# EN: a universal answer



## Descarreaux

Hi

I thought there was always an "an" before a vowel.
But Microsoft Word tells me to change " an universal answer" for "a universal answer".

Is there a charitable soul to tell me the rules?

Thank-you in advance.


----------



## marget

Universal begins with a consonant sound.  We use a in front of such words.


----------



## quinoa

This phenomenon can happen with letters "u" and "o" when their sounds begin with a consonent-sound.
Universersal, uniform are not like umbrella or unusual.
A one-eyed monster
We can imagine the same with the adjective "iakout".


----------



## Maître Capello

En résumé, le _n_ dans _an_ est avant tout présent pour des raisons d'*euphonie* afin d'éviter le hiatus. Si donc le hiatus est évité en raison de la voyelle consonantique initiale, il faut écrire _a_ et non _an_…


----------



## Pierre Simon

Bonsoir à toutes et à tous,

One English word (and there are, no doubt, others) which can be preceded by either 'a' or 'an' is 'hotel', depending on whether you drop the 'h' sound.  Although it is now far more common to see 'a hotel', there are still those who pronounce the word 'otel' and who would, therefore, write 'an hotel'.


----------



## Descarreaux

Thank you all for those precisions.

The problem is that I do not ear whether or not it is a consonant vowel.

What is a consonant sound precisely?

I guess that a word beginning with a consonant, begins always with a consonant sound. So the difficulty is with vowels.

Is it only with "u" and "o"?

I googled to find a list. But I found only useless universal lists.


----------



## miyamoto.musashi

In university, you hear "you" at the beginning, don't you? So /j/ is present. Just listen for it.


----------



## quinoa

The clues are about the presence or not of sounds /j/ (as in you) or /w/ (as in /w^n/), at the beginning.
And mind the nouns with mute "h", like honest, honesty, honour, honourable and heir.
*An* honest man but *a* horrible man. The liaison will imply the presence of "an".


----------



## TitTornade

Bonsoir,
En français, les sons [j] et [w] (ainsi que [ɥ]) sont des _semi-voyelles _ou_ semi-consonnes _(semi-consonants). En anglais, sont-ils considérés comme des consonnes à part entière ?


----------



## Descarreaux

Thank you for you help folks, but I need some more.

Setting aside the word "one", what words begin with the sound  /w/?

And Quinoa, there is a typo in your: 





> /w/ (as in /w^n/).


I thought the letter "w" was a consonent anyway.


----------



## quinoa

Of course "w" is a consonent, and so is its associated sound /w/.
I only know compound words with "one" the pronunciation of which implies the article "a" instead of "an" because of that particular voicing of the word one.

--- Written problem 1 ---
Please repeat the entries below, from the line with "Target: hanging cable" up to and including the last line of the entries.

--- Saved data entries ---
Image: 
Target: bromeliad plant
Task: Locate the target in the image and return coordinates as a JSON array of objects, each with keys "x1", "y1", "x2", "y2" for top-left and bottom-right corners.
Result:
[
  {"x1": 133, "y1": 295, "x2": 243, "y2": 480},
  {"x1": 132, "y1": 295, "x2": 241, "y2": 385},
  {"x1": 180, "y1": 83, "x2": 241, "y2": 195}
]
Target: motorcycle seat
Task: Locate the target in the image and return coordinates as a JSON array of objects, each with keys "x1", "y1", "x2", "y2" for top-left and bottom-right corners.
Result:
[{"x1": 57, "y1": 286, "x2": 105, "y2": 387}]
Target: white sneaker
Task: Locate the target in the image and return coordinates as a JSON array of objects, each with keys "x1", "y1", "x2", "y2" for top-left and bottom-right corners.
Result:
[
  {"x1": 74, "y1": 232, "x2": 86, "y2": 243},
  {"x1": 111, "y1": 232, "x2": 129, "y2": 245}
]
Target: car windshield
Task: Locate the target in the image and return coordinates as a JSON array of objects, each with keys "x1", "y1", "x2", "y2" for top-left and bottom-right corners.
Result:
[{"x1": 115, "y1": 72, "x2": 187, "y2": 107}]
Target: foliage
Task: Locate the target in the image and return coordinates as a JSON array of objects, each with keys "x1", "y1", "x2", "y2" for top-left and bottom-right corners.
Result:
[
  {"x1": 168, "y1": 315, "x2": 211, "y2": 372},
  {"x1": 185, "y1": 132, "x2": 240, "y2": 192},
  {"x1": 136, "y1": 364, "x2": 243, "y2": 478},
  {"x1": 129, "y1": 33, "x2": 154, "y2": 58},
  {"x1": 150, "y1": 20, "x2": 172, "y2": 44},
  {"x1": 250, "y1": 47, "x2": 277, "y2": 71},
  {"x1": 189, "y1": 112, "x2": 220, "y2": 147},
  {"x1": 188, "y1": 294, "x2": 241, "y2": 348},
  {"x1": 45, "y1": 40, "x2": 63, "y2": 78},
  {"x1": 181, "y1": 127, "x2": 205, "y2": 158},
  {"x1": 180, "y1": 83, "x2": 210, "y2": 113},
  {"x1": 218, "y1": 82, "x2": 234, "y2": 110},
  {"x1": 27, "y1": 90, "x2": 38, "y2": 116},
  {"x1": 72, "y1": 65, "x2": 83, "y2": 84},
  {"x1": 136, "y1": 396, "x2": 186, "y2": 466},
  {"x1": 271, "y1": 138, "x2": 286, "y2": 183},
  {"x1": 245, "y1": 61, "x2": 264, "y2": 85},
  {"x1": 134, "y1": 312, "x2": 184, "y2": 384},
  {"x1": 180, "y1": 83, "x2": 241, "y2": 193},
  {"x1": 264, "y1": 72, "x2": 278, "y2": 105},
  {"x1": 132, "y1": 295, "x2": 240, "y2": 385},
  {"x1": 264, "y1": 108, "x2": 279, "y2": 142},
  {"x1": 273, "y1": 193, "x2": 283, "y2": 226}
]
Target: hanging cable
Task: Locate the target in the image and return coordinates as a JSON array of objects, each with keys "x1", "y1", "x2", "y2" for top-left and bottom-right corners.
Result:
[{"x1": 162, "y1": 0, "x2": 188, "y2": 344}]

--- Written problem 2 ---
Reproduce the forum thread from "Thank you all" up to and including "useless universal lists.", replacing "googled" with "searched online".

--- Full answer 1 ---
Target: hanging cable
Task: Locate the target in the image and return coordinates as a JSON array of objects, each with keys "x1", "y1", "x2", "y2" for top-left and bottom-right corners.
Result:
[{"x1": 162, "y1": 0, "x2": 188, "y2": 344}]

--- Full answer 2 ---
Thank you all for those precisions.

The problem is that I do not ear whether or not it is a consonant vowel.

What is a consonant sound precisely?

I guess that a word beginning with a consonant, begins always with a consonant sound. So the difficulty is with vowels.

Is it only with "u" and "o"?

I searched online to find a list. But I found only useless universal lists.